** Opening The records block **

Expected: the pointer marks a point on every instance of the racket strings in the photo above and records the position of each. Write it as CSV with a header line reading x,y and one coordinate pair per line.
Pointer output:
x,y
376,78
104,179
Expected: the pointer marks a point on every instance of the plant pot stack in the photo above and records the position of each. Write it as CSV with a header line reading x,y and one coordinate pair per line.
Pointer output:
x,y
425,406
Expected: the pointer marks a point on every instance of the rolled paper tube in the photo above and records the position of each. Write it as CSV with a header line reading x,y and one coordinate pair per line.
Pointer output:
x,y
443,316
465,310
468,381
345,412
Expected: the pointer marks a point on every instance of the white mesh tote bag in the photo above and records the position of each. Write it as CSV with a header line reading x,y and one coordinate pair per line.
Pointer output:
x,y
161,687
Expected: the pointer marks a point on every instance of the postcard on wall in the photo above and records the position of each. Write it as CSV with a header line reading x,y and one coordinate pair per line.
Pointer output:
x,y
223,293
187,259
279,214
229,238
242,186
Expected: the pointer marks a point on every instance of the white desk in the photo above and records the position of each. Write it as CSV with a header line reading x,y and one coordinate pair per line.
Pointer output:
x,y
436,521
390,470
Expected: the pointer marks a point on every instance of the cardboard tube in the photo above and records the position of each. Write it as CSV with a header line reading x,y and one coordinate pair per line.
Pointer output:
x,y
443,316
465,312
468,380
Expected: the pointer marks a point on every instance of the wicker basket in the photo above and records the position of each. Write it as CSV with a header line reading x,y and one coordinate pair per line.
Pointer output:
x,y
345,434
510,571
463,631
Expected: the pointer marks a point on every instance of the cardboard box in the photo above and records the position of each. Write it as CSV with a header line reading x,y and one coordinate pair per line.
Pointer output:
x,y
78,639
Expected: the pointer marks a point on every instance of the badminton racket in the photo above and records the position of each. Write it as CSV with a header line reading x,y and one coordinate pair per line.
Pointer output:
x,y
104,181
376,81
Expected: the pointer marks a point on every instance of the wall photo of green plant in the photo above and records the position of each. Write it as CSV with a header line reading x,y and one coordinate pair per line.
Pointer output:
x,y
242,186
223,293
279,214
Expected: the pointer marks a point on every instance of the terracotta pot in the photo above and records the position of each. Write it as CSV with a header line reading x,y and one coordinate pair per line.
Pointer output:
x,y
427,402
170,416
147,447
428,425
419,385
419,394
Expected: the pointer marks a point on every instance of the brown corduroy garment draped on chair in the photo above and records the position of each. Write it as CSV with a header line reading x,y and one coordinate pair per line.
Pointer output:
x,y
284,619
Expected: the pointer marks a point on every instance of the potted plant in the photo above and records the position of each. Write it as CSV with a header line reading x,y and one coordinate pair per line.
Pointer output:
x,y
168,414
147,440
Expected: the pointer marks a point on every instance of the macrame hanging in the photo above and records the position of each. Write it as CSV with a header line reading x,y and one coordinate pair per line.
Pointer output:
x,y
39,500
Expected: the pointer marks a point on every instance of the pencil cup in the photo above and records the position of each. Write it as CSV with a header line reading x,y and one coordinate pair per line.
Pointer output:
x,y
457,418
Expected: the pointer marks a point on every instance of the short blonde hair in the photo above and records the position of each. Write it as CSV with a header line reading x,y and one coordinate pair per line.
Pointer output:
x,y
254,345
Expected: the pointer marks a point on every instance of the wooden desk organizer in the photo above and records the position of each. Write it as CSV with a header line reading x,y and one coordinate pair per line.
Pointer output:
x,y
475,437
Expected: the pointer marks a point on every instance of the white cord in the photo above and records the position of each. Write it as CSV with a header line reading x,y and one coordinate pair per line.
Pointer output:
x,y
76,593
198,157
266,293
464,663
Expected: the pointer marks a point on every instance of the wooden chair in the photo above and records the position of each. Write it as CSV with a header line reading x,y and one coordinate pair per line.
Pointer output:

** Closing The records block **

Task objective ::
Only the lines above from the line containing "of the potted" through the line containing "of the macrame" should be retyped, exactly and with both ends included.

Task output ::
Expected: the pointer marks a point on every instance of the potted plant in the photo above and records the position of each. Write it as CSV with a header line reading x,y and one coordinate pair per line.
Pointer output:
x,y
168,414
147,440
Expected: the pointer marks a point on every instance of the macrame hanging in the photo above and records the position of each. Write it as CSV with a header line reading x,y and one coordinate pair per line.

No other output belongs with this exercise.